§ **SUPPLIED MATERIAL**:
━━━━━━━━━━━━━━━━━━━━
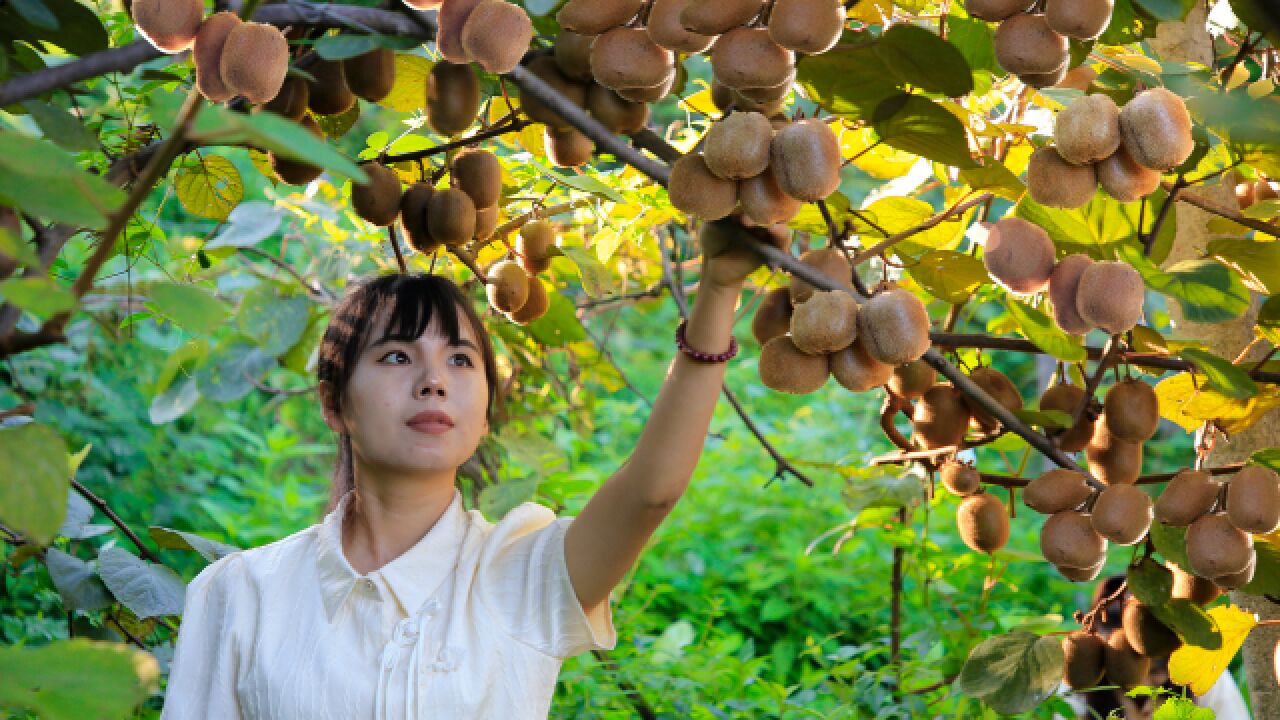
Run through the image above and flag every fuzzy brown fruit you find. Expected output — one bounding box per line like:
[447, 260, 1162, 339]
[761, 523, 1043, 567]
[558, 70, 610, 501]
[426, 61, 480, 136]
[956, 492, 1009, 555]
[1027, 147, 1098, 209]
[1075, 260, 1147, 334]
[858, 287, 931, 363]
[1226, 465, 1280, 536]
[982, 218, 1053, 295]
[756, 336, 831, 395]
[132, 0, 205, 54]
[1023, 468, 1093, 515]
━━━━━━━━━━━━━━━━━━━━
§ **WHAT TO PRODUCE**:
Copy out the text of the listing above word for word, leaving out the picture.

§ **OUTPUT FOR THIS EXERCISE**:
Run through the image above and flag every fuzzy brown fruit you find. Expected output — one bounding box per line like:
[447, 260, 1162, 339]
[761, 523, 1043, 567]
[558, 70, 610, 501]
[426, 61, 480, 136]
[956, 492, 1009, 555]
[1027, 147, 1098, 209]
[1075, 260, 1147, 334]
[858, 287, 931, 363]
[1226, 465, 1280, 536]
[982, 218, 1053, 295]
[756, 336, 831, 395]
[132, 0, 205, 54]
[1023, 468, 1093, 515]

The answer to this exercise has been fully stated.